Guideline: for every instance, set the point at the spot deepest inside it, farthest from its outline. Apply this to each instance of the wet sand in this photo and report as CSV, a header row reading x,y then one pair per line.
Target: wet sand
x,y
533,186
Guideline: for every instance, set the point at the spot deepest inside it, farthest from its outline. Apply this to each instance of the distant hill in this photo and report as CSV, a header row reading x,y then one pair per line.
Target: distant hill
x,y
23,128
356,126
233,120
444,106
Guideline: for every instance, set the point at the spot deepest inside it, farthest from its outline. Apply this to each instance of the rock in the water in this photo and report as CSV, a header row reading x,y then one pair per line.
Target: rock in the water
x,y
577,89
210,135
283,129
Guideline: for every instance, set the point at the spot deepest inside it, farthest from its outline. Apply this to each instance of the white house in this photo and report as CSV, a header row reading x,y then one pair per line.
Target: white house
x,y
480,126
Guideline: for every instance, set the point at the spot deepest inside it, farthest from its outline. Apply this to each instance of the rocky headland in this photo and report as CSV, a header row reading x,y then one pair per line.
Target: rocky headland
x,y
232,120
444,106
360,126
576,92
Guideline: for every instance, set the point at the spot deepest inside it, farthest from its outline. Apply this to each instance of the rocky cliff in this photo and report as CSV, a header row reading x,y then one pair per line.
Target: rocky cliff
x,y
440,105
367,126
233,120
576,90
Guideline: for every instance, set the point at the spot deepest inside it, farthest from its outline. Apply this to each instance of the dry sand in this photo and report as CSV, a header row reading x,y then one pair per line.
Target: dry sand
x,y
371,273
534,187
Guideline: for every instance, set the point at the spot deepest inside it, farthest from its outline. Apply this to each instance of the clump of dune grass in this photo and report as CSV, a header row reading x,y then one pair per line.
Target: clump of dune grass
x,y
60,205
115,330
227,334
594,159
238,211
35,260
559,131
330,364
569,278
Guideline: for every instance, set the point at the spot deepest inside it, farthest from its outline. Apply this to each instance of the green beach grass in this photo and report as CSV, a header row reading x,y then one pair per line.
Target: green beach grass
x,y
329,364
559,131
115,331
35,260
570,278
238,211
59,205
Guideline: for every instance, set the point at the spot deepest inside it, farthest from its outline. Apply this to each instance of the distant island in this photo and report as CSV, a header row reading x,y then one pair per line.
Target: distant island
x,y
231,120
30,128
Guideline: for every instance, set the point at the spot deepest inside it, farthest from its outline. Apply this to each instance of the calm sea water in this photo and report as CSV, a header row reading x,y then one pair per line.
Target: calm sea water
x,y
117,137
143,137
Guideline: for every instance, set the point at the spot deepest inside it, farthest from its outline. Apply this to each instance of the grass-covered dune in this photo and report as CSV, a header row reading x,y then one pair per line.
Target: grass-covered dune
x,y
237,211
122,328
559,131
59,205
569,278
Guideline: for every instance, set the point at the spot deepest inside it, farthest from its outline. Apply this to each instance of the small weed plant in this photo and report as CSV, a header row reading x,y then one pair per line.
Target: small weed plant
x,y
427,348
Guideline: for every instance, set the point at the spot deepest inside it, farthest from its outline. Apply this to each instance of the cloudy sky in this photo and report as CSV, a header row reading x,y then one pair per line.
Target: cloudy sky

------------------------

== AIM OF THE TASK ==
Copy word for word the lines starting with the line containing "of the cloudy" and continuing through the end of the records.

== THE COMPLETED TASK ==
Guideline: for every instance, set the point at the spot deepest inside it, farthest from its outline. Apply this to each instance of the cloudy sky in this photo and report as CSV, a header row reading x,y then one pair per line.
Target: cloudy sky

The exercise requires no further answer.